◆ Artículo:

'''

El Correo-JAVIER TAJADURA TEJADA

Todo Estado y toda sociedad requieren de élites. No de élites por razón de nacimiento o de posición económica, sino de élites intelectuales y culturales

Durante los últimos días, los títulos académicos de nuestra clase dirigente (la tesis doctoral del presidente del Gobierno y el máster del líder de la oposición) han ocupado el centro de la atención informativa. Si esto sirviese para abrir un debate sobre la situación que atraviesa la Universidad española, por un lado, y sobre el nivel de formación de nuestra clase política, por otro, los lamentables episodios de los últimos días podrían tener un efecto benéfico.

El escándalo de los másteres de la Universidad Rey Juan Carlos se ha llevado ya por delante a una presidenta autonómica y a una ministra de Sanidad y amenaza el futuro de Pablo Casado. La opinión pública ha reaccionado con lógica indignación ante el hecho de que a determinados políticos se les haya facilitado un título de postgrado en condiciones ventajosas. Conviene recordar que este tipo de títulos ha experimentado un incremento espectacular. A día de hoy las universidades ofrecen 5.000 títulos de postgrado propios y 3.900 de másteres. No es fácil en este escenario distinguir los que no sirven para nada de los que ofrecen una formación de calidad. Los mecanismos de control establecidos han fallado clamorosamente. El máster fue el invento (negocio) que se creó para compensar la reducción de contenidos de las carreras universitarias –las antiguas licenciaturas– de cinco a cuatro años –los actuales grados–. Cabe dudar de que ese objetivo se haya cumplido. Lo que es cierto es que ha servido para encarecer el coste de los estudios universitarios y el consiguiente esfuerzo económico de las familias para sufragarlo. La hiperinflación de másteres es una realidad. La cantidad y la calidad no van de la mano.

'''

◆ Líneas mostradas:
'''

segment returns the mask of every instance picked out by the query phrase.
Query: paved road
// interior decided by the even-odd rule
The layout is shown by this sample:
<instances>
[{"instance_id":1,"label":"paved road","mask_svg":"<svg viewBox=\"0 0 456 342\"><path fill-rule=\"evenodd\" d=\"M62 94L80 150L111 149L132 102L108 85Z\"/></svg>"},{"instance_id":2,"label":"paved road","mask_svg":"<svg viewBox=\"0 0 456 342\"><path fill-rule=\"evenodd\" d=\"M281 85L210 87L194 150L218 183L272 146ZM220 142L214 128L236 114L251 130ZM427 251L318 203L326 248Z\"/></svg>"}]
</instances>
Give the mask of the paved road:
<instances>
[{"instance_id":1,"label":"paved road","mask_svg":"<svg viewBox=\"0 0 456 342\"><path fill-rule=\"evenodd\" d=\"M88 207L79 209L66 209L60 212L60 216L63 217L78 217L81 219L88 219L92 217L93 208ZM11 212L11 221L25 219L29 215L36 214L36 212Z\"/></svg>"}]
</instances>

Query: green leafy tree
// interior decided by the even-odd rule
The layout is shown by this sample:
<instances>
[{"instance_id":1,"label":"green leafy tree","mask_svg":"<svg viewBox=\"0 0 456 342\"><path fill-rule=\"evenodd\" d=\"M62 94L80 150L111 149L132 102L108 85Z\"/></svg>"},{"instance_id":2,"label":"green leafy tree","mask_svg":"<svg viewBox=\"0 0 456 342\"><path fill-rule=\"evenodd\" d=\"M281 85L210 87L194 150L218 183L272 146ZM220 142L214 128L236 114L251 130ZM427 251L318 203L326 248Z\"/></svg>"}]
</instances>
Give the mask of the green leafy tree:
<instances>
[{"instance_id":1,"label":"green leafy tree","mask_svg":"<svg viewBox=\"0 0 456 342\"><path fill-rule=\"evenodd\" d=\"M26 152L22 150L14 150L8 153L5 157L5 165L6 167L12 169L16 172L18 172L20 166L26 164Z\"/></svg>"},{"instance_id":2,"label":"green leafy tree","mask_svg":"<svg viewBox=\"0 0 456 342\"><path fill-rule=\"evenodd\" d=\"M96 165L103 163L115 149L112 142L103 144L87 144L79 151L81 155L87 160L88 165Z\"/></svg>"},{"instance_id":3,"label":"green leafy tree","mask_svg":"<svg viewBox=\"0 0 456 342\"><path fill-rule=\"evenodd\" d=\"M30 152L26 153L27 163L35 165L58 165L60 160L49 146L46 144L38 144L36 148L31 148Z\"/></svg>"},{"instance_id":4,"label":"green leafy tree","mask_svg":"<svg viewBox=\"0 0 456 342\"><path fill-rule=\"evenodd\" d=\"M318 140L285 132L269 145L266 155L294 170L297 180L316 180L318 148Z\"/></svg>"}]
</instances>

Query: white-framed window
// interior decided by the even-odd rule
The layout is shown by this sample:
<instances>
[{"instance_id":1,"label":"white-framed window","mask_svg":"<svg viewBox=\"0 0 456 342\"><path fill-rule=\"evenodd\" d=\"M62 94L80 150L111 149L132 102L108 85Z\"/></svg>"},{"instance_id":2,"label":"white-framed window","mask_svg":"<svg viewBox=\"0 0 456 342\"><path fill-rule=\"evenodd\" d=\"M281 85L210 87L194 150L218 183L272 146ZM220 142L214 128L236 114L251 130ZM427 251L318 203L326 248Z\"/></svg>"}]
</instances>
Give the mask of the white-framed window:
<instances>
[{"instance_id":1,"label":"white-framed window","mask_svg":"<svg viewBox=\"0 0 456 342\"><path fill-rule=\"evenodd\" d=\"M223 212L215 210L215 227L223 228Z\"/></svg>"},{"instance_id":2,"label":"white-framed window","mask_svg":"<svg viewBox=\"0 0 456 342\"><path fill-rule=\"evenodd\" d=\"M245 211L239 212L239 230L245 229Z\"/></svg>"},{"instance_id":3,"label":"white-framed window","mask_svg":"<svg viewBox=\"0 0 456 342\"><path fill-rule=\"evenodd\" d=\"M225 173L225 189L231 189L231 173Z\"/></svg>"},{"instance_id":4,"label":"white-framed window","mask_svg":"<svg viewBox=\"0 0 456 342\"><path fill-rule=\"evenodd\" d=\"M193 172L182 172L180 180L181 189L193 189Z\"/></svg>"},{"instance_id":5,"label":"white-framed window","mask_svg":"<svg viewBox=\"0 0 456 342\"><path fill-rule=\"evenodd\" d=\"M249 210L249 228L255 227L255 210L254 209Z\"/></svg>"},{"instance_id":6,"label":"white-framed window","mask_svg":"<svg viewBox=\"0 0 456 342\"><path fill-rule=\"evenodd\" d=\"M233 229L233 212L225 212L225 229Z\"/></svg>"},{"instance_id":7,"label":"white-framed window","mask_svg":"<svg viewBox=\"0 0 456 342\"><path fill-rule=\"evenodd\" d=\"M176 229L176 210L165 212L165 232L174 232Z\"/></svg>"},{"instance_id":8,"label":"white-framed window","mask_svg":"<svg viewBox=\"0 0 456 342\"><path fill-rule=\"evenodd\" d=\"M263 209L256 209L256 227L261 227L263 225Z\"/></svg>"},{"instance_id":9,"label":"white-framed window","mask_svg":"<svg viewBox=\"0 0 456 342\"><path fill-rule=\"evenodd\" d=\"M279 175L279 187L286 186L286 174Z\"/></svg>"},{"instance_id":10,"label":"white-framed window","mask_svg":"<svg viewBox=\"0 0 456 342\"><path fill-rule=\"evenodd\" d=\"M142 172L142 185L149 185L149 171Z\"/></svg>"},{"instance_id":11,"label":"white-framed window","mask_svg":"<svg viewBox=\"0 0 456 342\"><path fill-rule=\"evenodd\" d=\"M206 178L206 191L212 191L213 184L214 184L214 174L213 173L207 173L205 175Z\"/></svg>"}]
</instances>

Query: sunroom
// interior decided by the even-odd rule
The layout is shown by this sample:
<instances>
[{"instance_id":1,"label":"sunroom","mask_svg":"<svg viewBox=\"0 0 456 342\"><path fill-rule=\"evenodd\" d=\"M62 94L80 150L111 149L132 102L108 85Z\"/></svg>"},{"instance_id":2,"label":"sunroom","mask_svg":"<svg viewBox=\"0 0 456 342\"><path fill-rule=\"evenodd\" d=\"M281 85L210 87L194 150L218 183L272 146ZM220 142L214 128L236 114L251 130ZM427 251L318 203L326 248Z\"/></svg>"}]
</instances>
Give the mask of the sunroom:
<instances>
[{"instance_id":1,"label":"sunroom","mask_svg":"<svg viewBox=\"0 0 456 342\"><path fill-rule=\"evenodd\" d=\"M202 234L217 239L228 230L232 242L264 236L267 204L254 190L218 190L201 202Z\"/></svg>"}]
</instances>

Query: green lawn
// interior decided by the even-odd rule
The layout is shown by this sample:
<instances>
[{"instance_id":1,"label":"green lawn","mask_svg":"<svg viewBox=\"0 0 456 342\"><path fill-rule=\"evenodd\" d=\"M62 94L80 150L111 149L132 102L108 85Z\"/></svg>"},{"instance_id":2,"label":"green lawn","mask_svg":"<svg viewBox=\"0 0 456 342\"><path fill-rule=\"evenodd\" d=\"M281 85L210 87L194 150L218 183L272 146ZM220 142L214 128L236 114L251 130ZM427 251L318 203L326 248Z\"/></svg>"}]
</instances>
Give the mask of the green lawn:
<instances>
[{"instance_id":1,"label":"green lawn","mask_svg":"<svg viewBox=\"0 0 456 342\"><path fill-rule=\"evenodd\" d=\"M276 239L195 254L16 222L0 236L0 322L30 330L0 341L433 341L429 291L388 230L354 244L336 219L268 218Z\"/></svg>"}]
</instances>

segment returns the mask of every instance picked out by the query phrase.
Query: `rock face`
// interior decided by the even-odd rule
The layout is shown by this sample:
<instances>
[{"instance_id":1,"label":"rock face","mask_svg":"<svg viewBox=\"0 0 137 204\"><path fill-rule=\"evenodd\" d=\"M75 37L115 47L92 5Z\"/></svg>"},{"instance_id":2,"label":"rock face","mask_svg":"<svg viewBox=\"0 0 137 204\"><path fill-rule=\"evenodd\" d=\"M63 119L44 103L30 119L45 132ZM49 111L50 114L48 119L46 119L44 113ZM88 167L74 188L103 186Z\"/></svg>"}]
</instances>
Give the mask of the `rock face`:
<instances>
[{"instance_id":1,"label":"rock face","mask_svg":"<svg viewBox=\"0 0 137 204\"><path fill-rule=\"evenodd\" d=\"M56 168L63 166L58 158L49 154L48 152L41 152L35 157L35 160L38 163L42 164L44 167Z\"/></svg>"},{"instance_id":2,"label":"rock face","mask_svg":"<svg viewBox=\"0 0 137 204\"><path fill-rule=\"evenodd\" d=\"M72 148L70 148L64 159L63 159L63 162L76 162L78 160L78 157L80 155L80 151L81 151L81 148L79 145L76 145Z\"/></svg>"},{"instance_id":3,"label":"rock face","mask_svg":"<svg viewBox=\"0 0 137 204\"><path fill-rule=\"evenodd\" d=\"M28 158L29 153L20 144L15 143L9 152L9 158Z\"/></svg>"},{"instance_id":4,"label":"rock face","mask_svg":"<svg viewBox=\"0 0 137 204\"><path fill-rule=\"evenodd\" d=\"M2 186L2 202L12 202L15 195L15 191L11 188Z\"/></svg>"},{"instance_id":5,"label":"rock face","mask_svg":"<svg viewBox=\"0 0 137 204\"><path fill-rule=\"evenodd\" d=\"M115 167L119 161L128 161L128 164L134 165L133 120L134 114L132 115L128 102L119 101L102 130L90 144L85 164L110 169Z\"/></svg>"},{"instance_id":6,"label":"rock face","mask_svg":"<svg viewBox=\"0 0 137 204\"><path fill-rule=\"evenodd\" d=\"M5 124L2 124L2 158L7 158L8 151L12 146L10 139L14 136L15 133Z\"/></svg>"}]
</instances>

'''

◆ Tarea: Transcribe el pasaje del artículo sobre las élites desde "El Correo-JAVIER TAJADURA" hasta "un efecto benéfico." y cambia "clase dirigente" por "clase gobernante".

◆ Solución:
El Correo-JAVIER TAJADURA TEJADA

Todo Estado y toda sociedad requieren de élites. No de élites por razón de nacimiento o de posición económica, sino de élites intelectuales y culturales

Durante los últimos días, los títulos académicos de nuestra clase gobernante (la tesis doctoral del presidente del Gobierno y el máster del líder de la oposición) han ocupado el centro de la atención informativa. Si esto sirviese para abrir un debate sobre la situación que atraviesa la Universidad española, por un lado, y sobre el nivel de formación de nuestra clase política, por otro, los lamentables episodios de los últimos días podrían tener un efecto benéfico.